* Begin PASSAGE PROVIDED *

With his stage set, Swanberg
recounts the events that affected the crisis at Fort Sumter between September
1860 and April 1861. In the final
months of 1860, politicians and citizens in Charleston kept vigilant watch on
events in the harbor while the Buchanan administration sought to avoid
aggravating the situation. South
Carolina eventually seceded on 20 December, and a week later, Major Anderson
moved his garrison from Fort Moultrie to Fort Sumter and thrust the bastion onto
the national stage. The United
States could not afford to abandon the fort, for to do so would be to recognize
South Carolina’s right to secede and destroy the Union’s international
image. Moreover, President James Buchanan had already asserted his
right to hold and defend federal property in his annual address to Congress.
For South Carolina and the Confederacy, Anderson’s presence in
Charleston harbor represented a direct threat to its assertion of independence.
Both sides needed Fort Sumter.
The remainder of First
Blood details the political events and diplomatic proceedings that occurred
between Anderson’s occupation of Fort Sumter and the relatively bloodless
artillery battle that took place on 12 April 1861. While there were individuals on both sides who wanted war,
most politicians, North and South, hoped that the crisis at Fort Sumter would
end peacefully. Despite the desire
for a nonviolent solution, South Carolina continued to increase its defenses in
Charleston harbor, and the North persisted in its efforts to reinforce
Anderson’s position. Ultimately,
President Abraham Lincoln, who believed a “backdown on Sumter would be not
only a humiliating defeat for the new administration but also a cruel blow to
the prestige of the Union in the eyes of the nation and of the whole world,”
maintained his predecessor’s vow to hold and defend federal property (p. 232).

* End PASSAGE PROVIDED *
* Begin RAW DATA *

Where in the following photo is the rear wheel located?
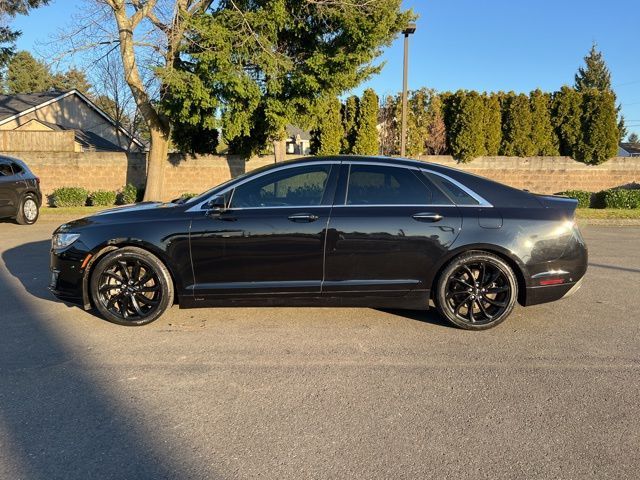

* End RAW DATA *

◆ **TO-DO LIST**
1/ Using the passage on Fort Sumter, decide whether each statement agrees with it. Answer yes or no for each, and quote the exact words that decide it. (a) South Carolina seceded on 20 December. (b) Major Anderson moved his garrison from Fort Sumter to Fort Moultrie. (c) Most politicians in both the North and the South hoped the crisis would end without fighting.
2/ Write out the stretch of the passage on Fort Sumter from "The remainder of" through "property (p. 232).", word for word.

◆ **TASK-BY-TASK OUTPUTS**
1/
(a) Yes: "South Carolina eventually seceded on 20 December"
(b) No: "moved his garrison from Fort Moultrie to Fort Sumter"
(c) Yes: "most politicians, North and South, hoped that the crisis at Fort Sumter would end peacefully"

2/
The remainder of First
Blood details the political events and diplomatic proceedings that occurred
between Anderson’s occupation of Fort Sumter and the relatively bloodless
artillery battle that took place on 12 April 1861. While there were individuals on both sides who wanted war,
most politicians, North and South, hoped that the crisis at Fort Sumter would
end peacefully. Despite the desire
for a nonviolent solution, South Carolina continued to increase its defenses in
Charleston harbor, and the North persisted in its efforts to reinforce
Anderson’s position. Ultimately,
President Abraham Lincoln, who believed a “backdown on Sumter would be not
only a humiliating defeat for the new administration but also a cruel blow to
the prestige of the Union in the eyes of the nation and of the whole world,”
maintained his predecessor’s vow to hold and defend federal property (p. 232).